■ Stated exercise:
Rewrite the stretch of the projected quantum kernel summary from "Contribution" through "cause trainability issues.", replacing "vanishing similarity" with "kernel concentration".

■ Document extract:

Effect of alternating layered ansatzes on trainability of projected quantum kernel
Yudai Suzuki, Muyuan Li

TL;DR
This paper investigates how alternating layered ansatzes affect the trainability of projected quantum kernels, revealing that shallow circuits and less entangled initial states mitigate the vanishing similarity issue, thus improving quantum kernel methods.
Contribution
It provides analytical and numerical insights into the conditions under which the vanishing similarity problem can be avoided in projected quantum kernels using alternating layered ansatzes.
Findings
Variance depends on circuit depth, local unitary block size, and initial state.
Shallow alternating layered ansatzes help avoid vanishing similarity.
Highly entangled initial states can cause trainability issues.

■ Information shown:
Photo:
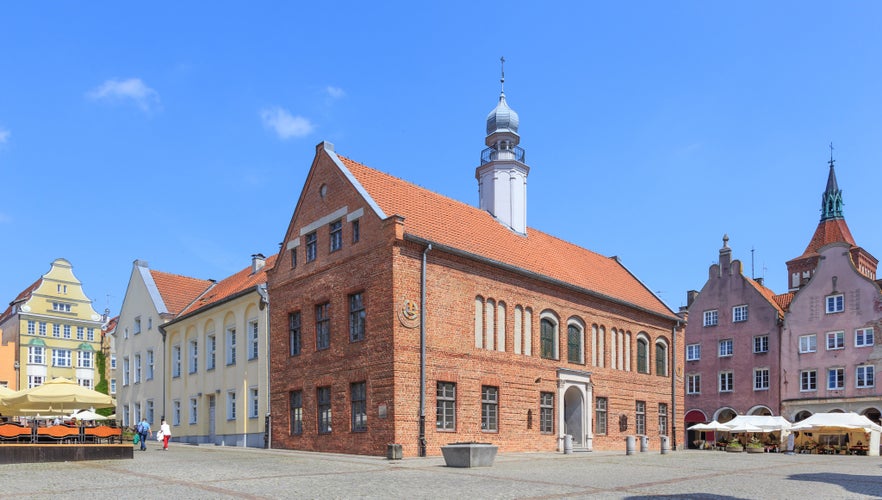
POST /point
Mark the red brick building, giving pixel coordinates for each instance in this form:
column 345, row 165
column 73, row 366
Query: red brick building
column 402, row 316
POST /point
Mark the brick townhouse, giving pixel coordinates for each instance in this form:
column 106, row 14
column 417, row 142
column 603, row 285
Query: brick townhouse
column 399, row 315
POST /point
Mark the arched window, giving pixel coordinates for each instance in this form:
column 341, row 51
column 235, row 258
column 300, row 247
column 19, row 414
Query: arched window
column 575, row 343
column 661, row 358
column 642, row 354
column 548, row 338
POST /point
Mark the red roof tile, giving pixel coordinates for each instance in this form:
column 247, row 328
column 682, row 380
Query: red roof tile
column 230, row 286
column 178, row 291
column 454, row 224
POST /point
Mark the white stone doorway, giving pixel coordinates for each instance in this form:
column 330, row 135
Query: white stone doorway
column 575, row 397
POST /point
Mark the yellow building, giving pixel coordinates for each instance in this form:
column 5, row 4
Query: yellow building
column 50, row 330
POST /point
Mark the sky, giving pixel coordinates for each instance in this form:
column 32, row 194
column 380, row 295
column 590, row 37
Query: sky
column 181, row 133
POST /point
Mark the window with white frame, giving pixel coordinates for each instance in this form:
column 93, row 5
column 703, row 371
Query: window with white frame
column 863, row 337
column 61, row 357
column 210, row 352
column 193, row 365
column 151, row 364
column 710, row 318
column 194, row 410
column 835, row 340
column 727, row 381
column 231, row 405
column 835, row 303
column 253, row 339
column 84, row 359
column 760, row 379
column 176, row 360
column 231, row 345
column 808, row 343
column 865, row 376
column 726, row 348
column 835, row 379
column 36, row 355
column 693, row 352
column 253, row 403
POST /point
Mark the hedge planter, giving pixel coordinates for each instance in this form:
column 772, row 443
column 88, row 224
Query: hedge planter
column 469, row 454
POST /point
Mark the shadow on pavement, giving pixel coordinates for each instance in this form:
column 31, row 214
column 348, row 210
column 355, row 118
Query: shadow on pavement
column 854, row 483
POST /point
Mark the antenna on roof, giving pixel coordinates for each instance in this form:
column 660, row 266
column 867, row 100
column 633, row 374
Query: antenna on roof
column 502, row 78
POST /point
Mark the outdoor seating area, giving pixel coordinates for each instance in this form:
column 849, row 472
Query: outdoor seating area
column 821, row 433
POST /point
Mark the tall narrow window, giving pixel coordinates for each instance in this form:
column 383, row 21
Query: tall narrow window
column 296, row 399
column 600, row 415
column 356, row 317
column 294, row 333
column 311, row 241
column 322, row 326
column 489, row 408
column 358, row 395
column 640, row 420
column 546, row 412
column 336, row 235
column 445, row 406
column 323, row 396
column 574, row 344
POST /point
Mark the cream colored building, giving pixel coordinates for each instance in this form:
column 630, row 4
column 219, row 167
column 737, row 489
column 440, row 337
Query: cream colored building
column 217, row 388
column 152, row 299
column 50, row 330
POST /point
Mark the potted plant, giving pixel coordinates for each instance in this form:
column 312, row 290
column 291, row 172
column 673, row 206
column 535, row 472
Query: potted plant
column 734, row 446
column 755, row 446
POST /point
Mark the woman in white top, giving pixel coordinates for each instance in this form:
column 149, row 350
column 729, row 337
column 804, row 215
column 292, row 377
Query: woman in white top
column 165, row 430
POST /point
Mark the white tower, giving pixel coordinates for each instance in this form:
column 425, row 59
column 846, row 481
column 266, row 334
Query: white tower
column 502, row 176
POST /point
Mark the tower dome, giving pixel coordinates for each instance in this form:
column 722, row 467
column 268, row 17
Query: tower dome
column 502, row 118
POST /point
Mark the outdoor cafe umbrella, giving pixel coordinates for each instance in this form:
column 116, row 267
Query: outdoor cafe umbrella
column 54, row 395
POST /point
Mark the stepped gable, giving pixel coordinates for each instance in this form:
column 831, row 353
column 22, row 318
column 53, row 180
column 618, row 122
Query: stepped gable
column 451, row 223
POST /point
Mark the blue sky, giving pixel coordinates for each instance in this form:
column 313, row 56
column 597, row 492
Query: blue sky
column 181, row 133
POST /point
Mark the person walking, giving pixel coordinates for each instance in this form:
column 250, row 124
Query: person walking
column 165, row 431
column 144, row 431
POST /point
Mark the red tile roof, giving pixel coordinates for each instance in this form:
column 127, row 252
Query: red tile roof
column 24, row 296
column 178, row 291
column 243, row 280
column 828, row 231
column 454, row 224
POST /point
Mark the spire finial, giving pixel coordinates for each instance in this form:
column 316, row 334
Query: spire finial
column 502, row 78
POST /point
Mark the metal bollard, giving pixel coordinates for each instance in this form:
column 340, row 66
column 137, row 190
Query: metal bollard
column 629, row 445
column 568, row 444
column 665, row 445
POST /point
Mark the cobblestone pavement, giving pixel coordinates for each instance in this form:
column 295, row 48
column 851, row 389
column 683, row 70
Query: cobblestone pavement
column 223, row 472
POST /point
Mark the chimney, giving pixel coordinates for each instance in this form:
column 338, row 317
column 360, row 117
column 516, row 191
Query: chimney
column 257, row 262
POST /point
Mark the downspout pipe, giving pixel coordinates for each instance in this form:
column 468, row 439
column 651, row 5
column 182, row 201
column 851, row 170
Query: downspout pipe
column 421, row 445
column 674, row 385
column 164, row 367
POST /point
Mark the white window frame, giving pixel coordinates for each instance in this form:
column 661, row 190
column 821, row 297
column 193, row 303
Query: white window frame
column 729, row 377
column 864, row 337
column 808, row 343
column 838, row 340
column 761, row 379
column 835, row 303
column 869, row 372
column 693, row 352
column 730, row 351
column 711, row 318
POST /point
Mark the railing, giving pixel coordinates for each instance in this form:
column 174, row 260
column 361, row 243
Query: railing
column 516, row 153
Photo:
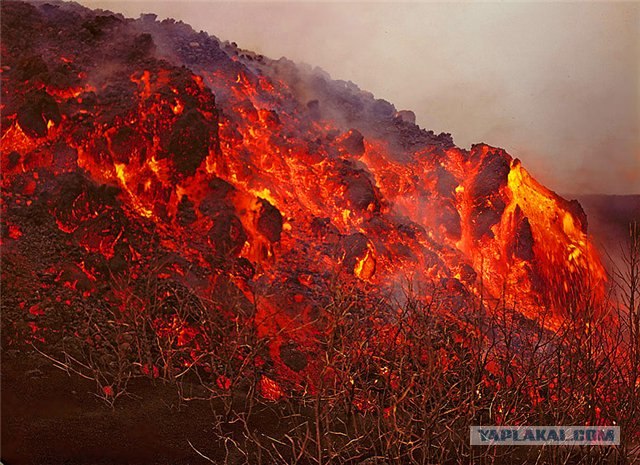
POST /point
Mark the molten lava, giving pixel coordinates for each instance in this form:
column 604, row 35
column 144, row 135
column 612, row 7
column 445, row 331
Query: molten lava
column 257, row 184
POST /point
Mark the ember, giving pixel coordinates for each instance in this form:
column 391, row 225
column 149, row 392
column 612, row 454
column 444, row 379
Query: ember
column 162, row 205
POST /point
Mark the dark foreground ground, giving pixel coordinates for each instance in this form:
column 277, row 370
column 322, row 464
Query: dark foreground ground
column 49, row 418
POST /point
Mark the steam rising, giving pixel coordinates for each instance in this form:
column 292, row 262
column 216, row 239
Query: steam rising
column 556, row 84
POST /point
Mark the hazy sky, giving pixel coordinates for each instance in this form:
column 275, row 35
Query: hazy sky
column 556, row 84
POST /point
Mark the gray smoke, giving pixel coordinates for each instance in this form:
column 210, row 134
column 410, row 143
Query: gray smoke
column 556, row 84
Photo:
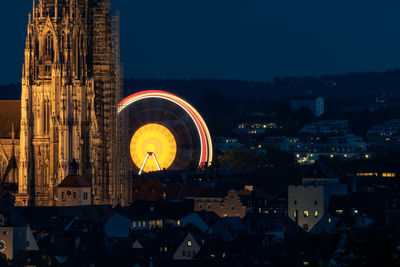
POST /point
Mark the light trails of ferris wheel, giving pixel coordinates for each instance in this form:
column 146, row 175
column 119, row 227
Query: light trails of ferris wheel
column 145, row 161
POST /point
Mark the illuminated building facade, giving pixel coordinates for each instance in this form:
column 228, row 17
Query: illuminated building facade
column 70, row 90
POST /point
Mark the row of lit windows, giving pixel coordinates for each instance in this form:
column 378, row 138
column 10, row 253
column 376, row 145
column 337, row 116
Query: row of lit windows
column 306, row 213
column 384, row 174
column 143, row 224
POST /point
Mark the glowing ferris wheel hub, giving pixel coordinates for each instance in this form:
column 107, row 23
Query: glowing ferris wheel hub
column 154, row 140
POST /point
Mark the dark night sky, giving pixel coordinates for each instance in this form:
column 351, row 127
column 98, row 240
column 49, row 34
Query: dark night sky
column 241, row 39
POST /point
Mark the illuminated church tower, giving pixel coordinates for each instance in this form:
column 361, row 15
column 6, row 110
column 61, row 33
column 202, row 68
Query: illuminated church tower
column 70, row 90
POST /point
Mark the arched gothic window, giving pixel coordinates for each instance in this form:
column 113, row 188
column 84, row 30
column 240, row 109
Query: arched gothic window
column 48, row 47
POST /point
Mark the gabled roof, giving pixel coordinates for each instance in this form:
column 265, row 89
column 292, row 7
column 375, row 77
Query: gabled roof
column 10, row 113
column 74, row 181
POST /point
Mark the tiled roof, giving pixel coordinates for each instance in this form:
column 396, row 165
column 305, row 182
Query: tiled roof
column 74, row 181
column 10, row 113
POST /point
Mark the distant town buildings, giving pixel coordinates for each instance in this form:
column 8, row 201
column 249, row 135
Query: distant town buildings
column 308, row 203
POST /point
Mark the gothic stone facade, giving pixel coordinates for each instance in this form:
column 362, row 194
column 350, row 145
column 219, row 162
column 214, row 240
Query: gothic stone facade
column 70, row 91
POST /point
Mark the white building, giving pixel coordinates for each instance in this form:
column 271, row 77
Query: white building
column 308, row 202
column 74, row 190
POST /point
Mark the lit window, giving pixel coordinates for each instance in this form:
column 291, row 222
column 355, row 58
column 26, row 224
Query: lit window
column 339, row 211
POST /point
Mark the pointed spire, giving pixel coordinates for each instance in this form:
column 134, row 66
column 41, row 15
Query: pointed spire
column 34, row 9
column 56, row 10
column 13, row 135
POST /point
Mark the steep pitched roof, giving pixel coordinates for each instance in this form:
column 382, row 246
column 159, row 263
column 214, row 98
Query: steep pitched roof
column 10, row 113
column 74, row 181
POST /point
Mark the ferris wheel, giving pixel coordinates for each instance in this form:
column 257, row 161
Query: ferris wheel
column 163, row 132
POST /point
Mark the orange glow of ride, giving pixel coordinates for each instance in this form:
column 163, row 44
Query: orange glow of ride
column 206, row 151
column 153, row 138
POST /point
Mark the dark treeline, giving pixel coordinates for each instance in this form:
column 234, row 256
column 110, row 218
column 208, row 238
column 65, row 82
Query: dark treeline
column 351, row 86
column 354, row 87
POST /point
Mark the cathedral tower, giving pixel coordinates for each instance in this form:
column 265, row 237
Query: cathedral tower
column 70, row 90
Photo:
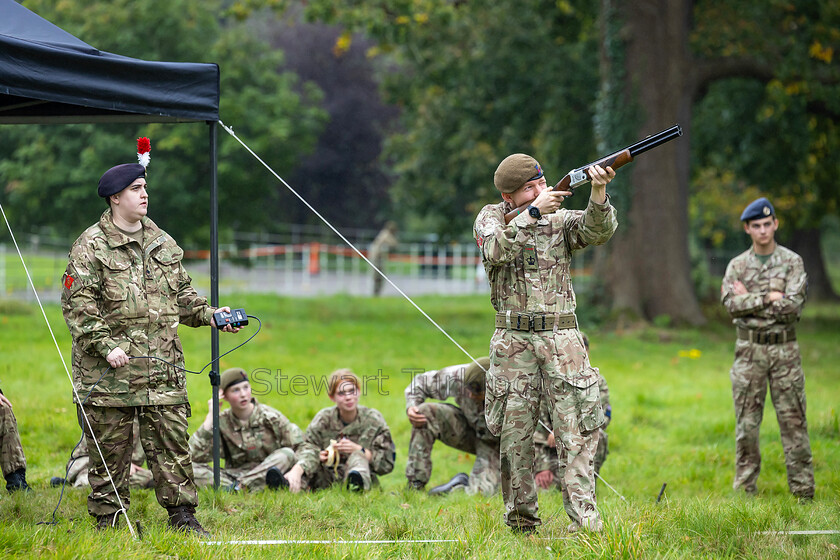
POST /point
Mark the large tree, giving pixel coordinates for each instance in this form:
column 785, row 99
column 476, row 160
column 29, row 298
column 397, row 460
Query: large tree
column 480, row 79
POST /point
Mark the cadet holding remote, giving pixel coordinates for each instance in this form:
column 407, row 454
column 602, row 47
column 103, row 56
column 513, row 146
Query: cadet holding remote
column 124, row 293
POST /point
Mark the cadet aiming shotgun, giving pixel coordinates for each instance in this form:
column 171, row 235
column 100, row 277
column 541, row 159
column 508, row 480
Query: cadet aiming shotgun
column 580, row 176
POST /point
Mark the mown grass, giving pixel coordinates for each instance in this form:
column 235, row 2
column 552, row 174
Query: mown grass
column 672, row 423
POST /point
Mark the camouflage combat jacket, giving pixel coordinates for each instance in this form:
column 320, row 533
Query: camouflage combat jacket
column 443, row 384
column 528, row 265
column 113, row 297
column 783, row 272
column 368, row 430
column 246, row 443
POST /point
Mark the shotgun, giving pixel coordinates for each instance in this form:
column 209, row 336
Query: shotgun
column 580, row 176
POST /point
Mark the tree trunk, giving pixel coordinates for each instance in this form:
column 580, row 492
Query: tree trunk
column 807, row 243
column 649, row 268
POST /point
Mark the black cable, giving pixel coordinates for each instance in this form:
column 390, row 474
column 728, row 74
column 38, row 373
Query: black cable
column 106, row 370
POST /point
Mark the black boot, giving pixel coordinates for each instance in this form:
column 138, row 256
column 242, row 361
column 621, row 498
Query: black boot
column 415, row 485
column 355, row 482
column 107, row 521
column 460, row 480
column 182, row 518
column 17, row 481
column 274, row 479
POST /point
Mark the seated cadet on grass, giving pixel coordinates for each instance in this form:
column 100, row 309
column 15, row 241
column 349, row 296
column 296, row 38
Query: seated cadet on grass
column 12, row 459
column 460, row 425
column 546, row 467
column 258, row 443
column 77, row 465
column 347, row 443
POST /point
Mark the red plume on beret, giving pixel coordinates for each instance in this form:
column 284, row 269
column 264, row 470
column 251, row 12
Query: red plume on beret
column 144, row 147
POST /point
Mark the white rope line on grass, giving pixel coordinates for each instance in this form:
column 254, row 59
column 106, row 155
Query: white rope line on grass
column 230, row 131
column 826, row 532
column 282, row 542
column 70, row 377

■ Task result:
Contribution
It provides analytical and numerical insights into the conditions under which the kernel concentration problem can be avoided in projected quantum kernels using alternating layered ansatzes.
Findings
Variance depends on circuit depth, local unitary block size, and initial state.
Shallow alternating layered ansatzes help avoid kernel concentration.
Highly entangled initial states can cause trainability issues.